» TASK REQUIREMENTS:
1 – List every organization named in the article about Roy “Dusty” Rogers Jr. as having given The Pioneers awards or recognition.
2 – Rewrite the part of the article about Roy “Dusty” Rogers Jr. that opens with the words containing "Not many have" and closes with "named after him.", and replace "films" with "movies".
3 – Answer these questions from the article about Roy “Dusty” Rogers Jr.
(a) Who invited Rogers to join the band?
(b) Where was Bob Nolan born?
(c) Which charity will the guitar raffle support this year?

» SOURCE PASSAGE:
=====

Not many have experienced a life like that of Roy “Dusty” Rogers Jr. His father, the late Roy Rogers Sr., known as the “King of the Cowboys,” was a well-known singer and actor who stared in The Roy Rogers Show and made almost 100 films, according to IMDb. Roy Sr. even has a drink named after him.
“It was different, and it was a little bit weird, but I wouldn’t change it for anything,” Rogers said of growing up with a famous parent.
He is carrying on part of his father’s legacy by performing in the band Roy Sr. started – playing June 16 at the Bert Church LIVE Theatre.
“My job is not to stand in my father's shadow,” Rogers said. “My job is to lengthen his shadow. I think that every son would love to emulate his father – to be as much like him as possible without copying him too much.”
Roy Sr. started The Sons of the Pioneers with songwriters Bob Nolan and Tim Spencer 85 years ago. Since then, the band has seen more than 50 members come and go, and has been touring consistently for decades.
Rogers now fronts The Pioneers and has been touring with the band for a little more than a year. He joined the musicians after the band’s “trail boss” Tommy Nallie extended an invitation.
“I heard their music my entire life,” Rogers said. “I think I heard it even in my crib when I was little. So, I grew up with their music. I love their music.”
He recalled the time he spent touring with The Pioneers as a child when his father was a member, adding the band’s members were always around the house and he’s been fortunate to know everyone in the band’s long history.
“How many guys get a chance to join the group their father started 85 years ago? It's just unheard of,” he said.
The Pioneers call themselves the “legends of Western music,” and have become synonymous with the country-western genre. The band has won a long list of prestigious awards, including recognition from the Country Music Association, Academy of Country Music, Western Music Association and the National Cowboy Hall of Fame.
Throughout its history, the band has frequented Canada, and the late Nolan – who helped write the popular hits, Cool Water, Tumbling Tumbleweeds and Blue Prairie – was born in Winnipeg.
Rogers said this will be his first time performing in Canada, but, in his youth, he occasionally joined his father on Roy Sr.'s northern tours.
“I was up there quite a few times when I was a young boy with my parents. We'd come up to Calgary to do the Stampede and we would go to Banff [and] Lake Louise to vacation,” Rogers said.
“We're really looking forward to getting up towards the Alberta area and then end out in Saskatchewan.”
The band is also known for giving back through its tours and has raised funds for food banks and children’s charities in the past. This year, money raised through a guitar raffle will support Ronald McDonald House Charities Alberta.
“My dad always had a real soft spot for children and he visited hospitals by the hundreds back in his career,” Rogers said.
“[Ronald McDonald Houses] give [families] a place to stay, a place to eat and sleep. All they have to worry about is the wellness of their child…. You can't get any better an organization.”
“Last year ,our tour was sold out and, hopefully, it'll do it again this year,” Rogers said. “Come spend a little bit of time with us and we'll have a good evening.”

=====

» DATA FOR ANALYSIS:

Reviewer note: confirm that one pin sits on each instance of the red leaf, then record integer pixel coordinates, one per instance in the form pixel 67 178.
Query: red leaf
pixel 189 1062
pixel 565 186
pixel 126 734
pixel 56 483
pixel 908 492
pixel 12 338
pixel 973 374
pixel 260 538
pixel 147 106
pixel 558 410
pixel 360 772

=====

» TASK-BY-TASK OUTPUTS:
1 –
Country Music Association
Academy of Country Music
Western Music Association
National Cowboy Hall of Fame

2 –
Not many have experienced a life like that of Roy “Dusty” Rogers Jr. His father, the late Roy Rogers Sr., known as the “King of the Cowboys,” was a well-known singer and actor who stared in The Roy Rogers Show and made almost 100 movies, according to IMDb. Roy Sr. even has a drink named after him.

3 –
(a) Tommy Nallie, the band’s “trail boss”
(b) Winnipeg
(c) Ronald McDonald House Charities Alberta